:: Requirement ::
Copy every record below exactly as it appears.

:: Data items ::

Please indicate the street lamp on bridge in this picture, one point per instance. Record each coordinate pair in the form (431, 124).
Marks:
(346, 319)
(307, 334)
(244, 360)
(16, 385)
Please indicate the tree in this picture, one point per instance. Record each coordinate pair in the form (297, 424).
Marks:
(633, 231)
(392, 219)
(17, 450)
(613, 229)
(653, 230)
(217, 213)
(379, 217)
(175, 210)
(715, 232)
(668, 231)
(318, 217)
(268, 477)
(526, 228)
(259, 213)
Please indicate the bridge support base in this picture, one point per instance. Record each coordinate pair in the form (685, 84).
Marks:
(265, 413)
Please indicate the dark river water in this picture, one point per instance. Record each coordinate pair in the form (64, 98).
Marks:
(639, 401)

:: Task output ::
Please indicate the street lamp on bridge in this picture, one point per instance. Record each coordinate pair in the form (431, 124).
Marks:
(346, 319)
(307, 334)
(244, 360)
(16, 385)
Please indicate the tree in this picture, one point per instance. Record each coordinate pair in the form (297, 424).
Marks:
(633, 231)
(392, 219)
(17, 450)
(613, 229)
(653, 230)
(217, 213)
(379, 217)
(175, 210)
(715, 232)
(668, 231)
(318, 217)
(268, 477)
(526, 228)
(259, 213)
Please indicate the bridge support base in this picture, one point per instance. Record each coordinate pair in the form (685, 84).
Marks:
(265, 413)
Please indicate the dark river water in this picture, one point per instance. Record each coordinate pair in the form (64, 98).
Marks:
(639, 401)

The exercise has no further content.